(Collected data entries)
------------------------------------------------------------------------
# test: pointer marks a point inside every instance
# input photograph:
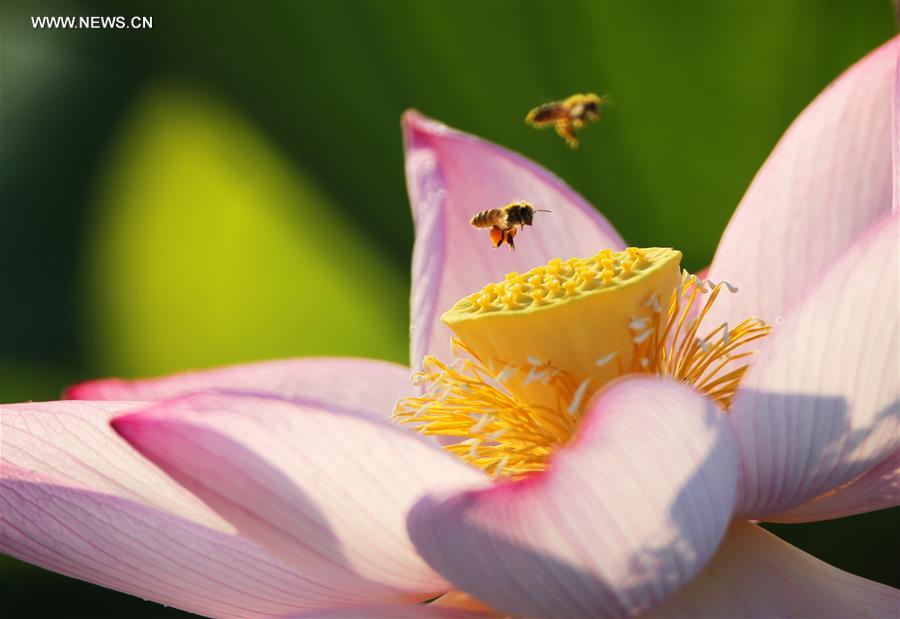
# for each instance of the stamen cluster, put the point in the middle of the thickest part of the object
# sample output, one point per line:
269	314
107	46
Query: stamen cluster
478	403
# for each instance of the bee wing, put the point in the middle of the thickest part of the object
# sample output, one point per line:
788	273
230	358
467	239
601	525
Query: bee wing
545	114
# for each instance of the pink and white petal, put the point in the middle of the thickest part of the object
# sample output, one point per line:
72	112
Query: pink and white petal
409	611
877	488
326	490
362	384
624	516
828	179
821	404
755	574
76	499
450	176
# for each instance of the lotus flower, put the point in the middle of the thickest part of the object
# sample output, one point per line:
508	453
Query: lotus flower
599	441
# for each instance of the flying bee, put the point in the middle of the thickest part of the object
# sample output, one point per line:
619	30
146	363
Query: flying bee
503	221
567	116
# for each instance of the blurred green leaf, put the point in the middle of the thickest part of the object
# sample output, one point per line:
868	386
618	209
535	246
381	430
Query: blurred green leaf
209	248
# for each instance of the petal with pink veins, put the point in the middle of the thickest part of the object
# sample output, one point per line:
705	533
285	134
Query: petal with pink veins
326	490
77	499
755	574
450	176
624	516
362	384
828	179
877	488
820	406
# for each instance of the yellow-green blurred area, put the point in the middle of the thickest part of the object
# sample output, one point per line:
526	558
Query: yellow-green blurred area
228	185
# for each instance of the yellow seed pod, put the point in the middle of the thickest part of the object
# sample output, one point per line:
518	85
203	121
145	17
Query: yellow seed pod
572	331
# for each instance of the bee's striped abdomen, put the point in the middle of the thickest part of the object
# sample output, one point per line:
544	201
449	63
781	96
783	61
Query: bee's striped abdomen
488	218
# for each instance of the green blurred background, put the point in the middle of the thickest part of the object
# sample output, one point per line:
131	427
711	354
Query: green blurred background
229	185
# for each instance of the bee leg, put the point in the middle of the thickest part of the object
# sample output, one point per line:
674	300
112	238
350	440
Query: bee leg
564	130
497	236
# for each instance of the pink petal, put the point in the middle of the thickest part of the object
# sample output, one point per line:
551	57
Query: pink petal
826	182
410	611
452	175
326	490
754	574
357	383
625	515
877	488
76	499
819	407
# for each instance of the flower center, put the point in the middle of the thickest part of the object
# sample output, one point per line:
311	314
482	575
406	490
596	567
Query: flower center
532	349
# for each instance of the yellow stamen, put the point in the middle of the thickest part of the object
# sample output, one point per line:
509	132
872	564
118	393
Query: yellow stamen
533	349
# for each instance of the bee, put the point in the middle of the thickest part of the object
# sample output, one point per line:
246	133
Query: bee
503	221
567	116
------------------------------------------------------------------------
ABOUT THIS TASK ▸ Since pictures are not part of the copy, set down only the remaining data exactly.

TASK RESULT ▸
# test: pointer marks a point inside every instance
# input photograph:
# for each instance of the stamen cluster, put the point in the middle of the thickest part of the object
# sample output, one point per line:
269	314
107	46
Query: stamen cluster
478	403
# for each instance of the bee wing, put the point in the middle of the thickest part of the object
# sample output, one point per line:
788	273
230	358
467	239
601	525
Query: bee wing
545	114
# for each instance of the pink and white petal, put the point in the middle of the thickest part of the object
# sample output, one point per line:
72	112
Query: pink and white petal
409	611
877	488
326	490
362	384
624	516
828	179
821	404
755	574
76	499
450	176
# for each instance of the lotus flower, put the point in the middle of the thickest part of the object
# sample output, one point per line:
508	453
Query: lotus flower
599	441
# for each instance of the flying bee, put the point in the middle of the thickest part of the object
# sample output, one point per line:
619	30
146	363
Query: flying bee
503	221
567	116
# for each instance of the blurred green leaf, put the point in the middle of the thickest part of the object
# sample output, one point per line:
868	386
618	209
535	246
381	430
Query: blurred green leaf
209	248
# for each instance of the petal with pink veins, put the point in the middle of the thickest part of the object
# sample output, one point per line:
705	533
285	134
Query: petal with pink veins
326	490
77	499
755	574
450	176
624	516
362	384
828	179
877	488
820	406
# for each instance of the yellow-green blurred area, put the point in the middle of the thickest part of the object
# sample output, one point per line:
526	558
Query: yellow-green blurred area
228	185
# for each instance of the yellow seed pod, put the point in the middle of the thickest part of the object
# sample output, one point per line:
518	85
203	121
145	17
Query: yellow seed pod
572	331
# for each instance of the bee's striped abdomen, put the point in the middle of the thickest part of the object
# sample output, one point per line:
544	201
449	63
781	96
783	61
Query: bee's striped abdomen
488	218
# for each instance of the green blurred background, put the point in the middle of the thickest part of the object
# sample output, one point per line:
131	427
711	354
Query: green blurred background
229	185
# for each instance of the bee leg, put the point in the middle of the thickest part of the object
# sample output, one point per line:
674	300
112	238
350	440
Query: bee leg
564	130
497	236
# for each instance of the pink petal, put the point in the middle of the thickest part of the object
# sample output, one point per line:
551	57
Query: pink petal
826	182
410	611
452	175
326	490
754	574
357	383
625	515
877	488
76	499
819	407
# for each instance of the flower center, put the point in the middle of the thickest part of the object
# sample output, one point per line:
311	314
482	575
406	490
596	567
Query: flower center
532	349
# for each instance of the yellow stamen, put the point in the middle of the thickest part of the object
# sample output, one point per line:
509	132
872	564
118	393
Query: yellow stamen
533	349
# for each instance of the bee, put the point in the middle of the thickest part of the object
# sample output, one point per line:
246	133
Query: bee
503	221
567	116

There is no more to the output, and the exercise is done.